Update the entries below by changing every "marker" to "pin", and leave everything else the same.

-*-

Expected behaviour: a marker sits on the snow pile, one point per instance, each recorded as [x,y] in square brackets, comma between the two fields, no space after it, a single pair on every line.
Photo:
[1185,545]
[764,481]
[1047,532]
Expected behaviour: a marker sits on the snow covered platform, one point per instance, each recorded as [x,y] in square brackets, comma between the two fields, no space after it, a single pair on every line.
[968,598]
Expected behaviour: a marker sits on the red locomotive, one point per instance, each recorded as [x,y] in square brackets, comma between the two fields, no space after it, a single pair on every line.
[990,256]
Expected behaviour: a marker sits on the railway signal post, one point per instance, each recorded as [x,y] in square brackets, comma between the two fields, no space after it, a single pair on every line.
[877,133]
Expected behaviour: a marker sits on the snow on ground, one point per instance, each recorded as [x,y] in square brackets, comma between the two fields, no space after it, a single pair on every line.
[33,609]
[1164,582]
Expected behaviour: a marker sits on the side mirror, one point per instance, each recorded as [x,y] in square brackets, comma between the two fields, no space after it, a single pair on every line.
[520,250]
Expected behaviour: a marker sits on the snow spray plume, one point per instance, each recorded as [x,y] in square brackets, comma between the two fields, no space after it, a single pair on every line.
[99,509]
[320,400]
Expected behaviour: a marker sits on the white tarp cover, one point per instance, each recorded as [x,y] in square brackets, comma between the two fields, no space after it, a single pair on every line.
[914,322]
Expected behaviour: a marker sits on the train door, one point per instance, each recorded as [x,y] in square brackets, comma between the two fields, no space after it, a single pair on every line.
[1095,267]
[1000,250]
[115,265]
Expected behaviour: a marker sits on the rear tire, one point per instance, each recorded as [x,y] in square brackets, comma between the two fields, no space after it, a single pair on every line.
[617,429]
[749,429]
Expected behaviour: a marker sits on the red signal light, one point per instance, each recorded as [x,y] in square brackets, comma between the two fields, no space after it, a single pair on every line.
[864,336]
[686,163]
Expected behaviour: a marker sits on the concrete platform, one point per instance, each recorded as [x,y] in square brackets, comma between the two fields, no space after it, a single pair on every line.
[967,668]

-*-

**ANSWER TO THE EXERCISE:**
Expected behaviour: a pin sits on the snow pile, one point per instance, each recorded as [x,y] in square brackets, comma between the two fields, no space after it, a single pair on every line.
Photo:
[1185,545]
[764,481]
[1047,532]
Expected behaviour: a pin sits on the snow covered platform, one point per instance, each recorded as [x,y] in square brackets, comma between the two fields, no space after it, a single pair on every line.
[968,598]
Expected behaviour: a pin sits on the red locomotive, one point per instance, each recorded as [x,y] in square brackets, comma between the two fields, no space after it, a single pair on every line.
[990,256]
Expected behaviour: a pin sits on the railway signal post, one point per instance, each recorded as [x,y] in square brackets, comma between the two fields, no space after it, a single pair on every line.
[877,133]
Expected behaviour: a pin sits on the snow on ground, one point per instance, each recorded as [x,y] in square brackets, comma between the two fields, no space after it, a single pair on every line.
[33,609]
[1164,582]
Expected behaviour: a pin sits on the side mirror, one point per instance, each recorded as [x,y] in square brackets, comma between the two fields, no space after it, a single pair on every line.
[520,250]
Expected behaviour: a pin sits on the snow spray plume, one point per instance, each recorded as [x,y] in square brackets, comma between the two fields, no space after it, a single pair on every line.
[99,509]
[320,400]
Expected behaviour: a pin sits on the white tarp cover, one point per instance, each recorded as [x,y] in square brackets, comma between the two fields, no space after it, a single pair on every line.
[914,322]
Expected behaviour: a pin sits on the train door, one point per instance, each recorded as [x,y] in square brackets, comma between the two fields, no space after it, a single pair on every line.
[1095,267]
[1000,250]
[115,265]
Expected behaviour: a pin sits on the rear tire, one point per instance, each recorded as [x,y] in square brackets, comma between the two fields, no space after it, a single pair on every line.
[617,429]
[749,429]
Expected behaviour: a pin sits on the red signal light, one point per instance, each recorded as [x,y] in square brackets, comma between the two fields, no space after it, a single pair on every line.
[864,336]
[686,163]
Expected behaviour: a pin sits on the concrete platform, one point per instance, each recorded as [x,y] in square brackets, comma between the two fields, no space after it, a single pair on every line.
[967,668]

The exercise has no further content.